### Record extracts
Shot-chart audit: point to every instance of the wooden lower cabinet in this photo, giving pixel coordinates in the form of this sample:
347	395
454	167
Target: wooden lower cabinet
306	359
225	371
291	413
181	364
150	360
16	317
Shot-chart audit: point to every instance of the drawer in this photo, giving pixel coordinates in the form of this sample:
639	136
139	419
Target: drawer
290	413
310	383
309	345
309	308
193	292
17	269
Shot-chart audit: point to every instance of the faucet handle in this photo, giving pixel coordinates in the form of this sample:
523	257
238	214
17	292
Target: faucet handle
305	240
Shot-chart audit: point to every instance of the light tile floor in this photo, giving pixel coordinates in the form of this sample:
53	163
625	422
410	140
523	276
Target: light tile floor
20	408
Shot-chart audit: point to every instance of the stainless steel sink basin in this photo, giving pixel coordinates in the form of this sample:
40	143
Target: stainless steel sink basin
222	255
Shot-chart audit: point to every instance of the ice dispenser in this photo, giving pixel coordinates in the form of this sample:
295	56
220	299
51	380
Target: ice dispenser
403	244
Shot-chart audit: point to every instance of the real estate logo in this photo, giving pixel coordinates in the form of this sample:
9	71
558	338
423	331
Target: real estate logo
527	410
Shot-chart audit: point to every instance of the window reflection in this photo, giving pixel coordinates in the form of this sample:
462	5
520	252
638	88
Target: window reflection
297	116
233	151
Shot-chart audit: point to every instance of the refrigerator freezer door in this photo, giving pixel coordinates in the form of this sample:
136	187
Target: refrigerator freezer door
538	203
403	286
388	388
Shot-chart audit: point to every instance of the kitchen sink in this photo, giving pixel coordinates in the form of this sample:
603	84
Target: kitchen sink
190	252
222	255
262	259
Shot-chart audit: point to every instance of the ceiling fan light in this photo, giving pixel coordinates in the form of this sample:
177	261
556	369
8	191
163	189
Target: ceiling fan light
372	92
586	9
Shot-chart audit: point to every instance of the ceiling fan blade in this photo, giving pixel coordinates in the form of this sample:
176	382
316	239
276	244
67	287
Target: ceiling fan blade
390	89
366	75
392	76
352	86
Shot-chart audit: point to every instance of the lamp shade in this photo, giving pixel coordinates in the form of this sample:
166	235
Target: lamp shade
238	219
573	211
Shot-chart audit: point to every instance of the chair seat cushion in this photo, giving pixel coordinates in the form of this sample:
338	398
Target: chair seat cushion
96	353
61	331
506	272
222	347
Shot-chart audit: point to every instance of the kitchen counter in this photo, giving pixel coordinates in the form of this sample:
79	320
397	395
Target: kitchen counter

### Directive
Retype, without alteration, the stretch of the data from the line containing "fan blade in" through the final line of the data.

### Response to the task
Shot-chart audit: point to every instance of the ceiling fan blade in this photo, giving pixel coordinates in the form of this sample:
176	382
316	239
276	244
67	287
Target: ceiling fan blade
390	89
366	75
392	76
352	86
Shot-chart audit: point to every instance of the lamp shade in this photo, giving pixel coordinates in the form of this sample:
166	235
Target: lamp shade
238	219
573	211
Shot-chart audit: point to every instance of the chair seat cushion in this photo, giving pixel coordinates in the form of this sample:
338	398
Target: chair seat cushion
96	353
61	331
506	272
222	347
Shot-chart audit: point to every instance of the kitchen counter in this photo, giving pixel coordinates in the form of this sample:
79	320
397	395
Target: kitchen counter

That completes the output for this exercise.